Theodore Roosevelt


Theodore Roosevelt Jr., also known as Teddy or T.R., was the 26th president of the United States, serving from 1901 to 1909. Roosevelt previously was involved in New York politics, including serving as the state's 33rd governor for two years. He served as the 25th vice president under President William McKinley for six months in 1901, assuming the presidency after McKinley's assassination. As president, Roosevelt emerged as a leader of the Republican Party and became a driving force for anti-trust and Progressive Era policies.

### Task description
Repeat the part of the Theodore Roosevelt passage that opens with the words "Theodore Roosevelt Jr., also" and closes with "Progressive Era policies.", switching "Republican Party" to "Bull Moose Party".

### Dataset extract
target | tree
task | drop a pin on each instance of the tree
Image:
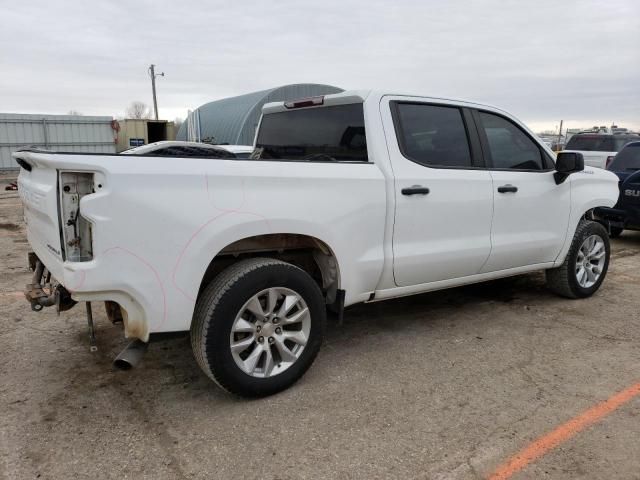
(138, 110)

### Task answer
Theodore Roosevelt Jr., also known as Teddy or T.R., was the 26th president of the United States, serving from 1901 to 1909. Roosevelt previously was involved in New York politics, including serving as the state's 33rd governor for two years. He served as the 25th vice president under President William McKinley for six months in 1901, assuming the presidency after McKinley's assassination. As president, Roosevelt emerged as a leader of the Bull Moose Party and became a driving force for anti-trust and Progressive Era policies.